● The exercise
Write out the Circuit Defenders review word for word, everything from "It’s a very" down to "the bundled ones.".

It’s a very different beast from Plants vs Zombies (which is the other installed-on-my-Mac tower defence game), showing just how varied the genre is. For a start, this is all mini 3D tanks driving around a circuit board, where that’s cute plant sprites and funny zombies, and secondly the whole way the system works is a different one. In Circuit Defenders, you place your units around the track and watch as they kill everything that passes, gaining you money which you use to buy more guns and things. It’s very fun, incredibly moreish and has a ‘create your own level’ feature which, while I can’t be bothered with it, means there are loads of user generated levels to go and get when you are bored with the bundled ones.
There’s plenty to keep you interested in terms of settings and features too; a good variety of guns which all have different uses, levels of difficulty which go from very simple to ‘crazy’, and cool specials which you can pick up by selecting a single gun and manually controlling it for a little while. All good stuff.

● Stored data
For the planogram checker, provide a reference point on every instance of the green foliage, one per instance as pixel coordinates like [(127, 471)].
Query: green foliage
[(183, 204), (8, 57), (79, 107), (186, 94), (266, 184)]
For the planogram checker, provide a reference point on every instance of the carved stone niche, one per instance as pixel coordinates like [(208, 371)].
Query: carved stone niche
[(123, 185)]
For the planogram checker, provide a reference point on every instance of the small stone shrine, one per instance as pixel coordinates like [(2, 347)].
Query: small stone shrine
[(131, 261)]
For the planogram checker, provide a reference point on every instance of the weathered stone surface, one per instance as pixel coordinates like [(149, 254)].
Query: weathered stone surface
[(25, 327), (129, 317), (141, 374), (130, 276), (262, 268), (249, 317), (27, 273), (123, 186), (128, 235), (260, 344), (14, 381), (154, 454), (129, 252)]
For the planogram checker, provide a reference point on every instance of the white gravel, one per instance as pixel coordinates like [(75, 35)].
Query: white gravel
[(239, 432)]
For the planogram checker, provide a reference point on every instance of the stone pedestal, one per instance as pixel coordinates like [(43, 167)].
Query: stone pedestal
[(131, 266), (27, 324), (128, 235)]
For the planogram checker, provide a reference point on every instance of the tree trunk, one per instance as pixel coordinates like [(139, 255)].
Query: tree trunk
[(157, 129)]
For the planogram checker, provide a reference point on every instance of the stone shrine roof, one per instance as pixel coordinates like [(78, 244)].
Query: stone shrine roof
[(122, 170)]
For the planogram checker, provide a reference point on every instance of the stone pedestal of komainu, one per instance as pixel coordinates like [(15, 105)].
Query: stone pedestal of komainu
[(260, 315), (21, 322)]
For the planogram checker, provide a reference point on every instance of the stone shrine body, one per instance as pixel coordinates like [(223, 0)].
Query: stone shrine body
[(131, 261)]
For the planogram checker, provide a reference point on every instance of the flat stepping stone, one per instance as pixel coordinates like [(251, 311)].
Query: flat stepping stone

● Written solution
It’s a very different beast from Plants vs Zombies (which is the other installed-on-my-Mac tower defence game), showing just how varied the genre is. For a start, this is all mini 3D tanks driving around a circuit board, where that’s cute plant sprites and funny zombies, and secondly the whole way the system works is a different one. In Circuit Defenders, you place your units around the track and watch as they kill everything that passes, gaining you money which you use to buy more guns and things. It’s very fun, incredibly moreish and has a ‘create your own level’ feature which, while I can’t be bothered with it, means there are loads of user generated levels to go and get when you are bored with the bundled ones.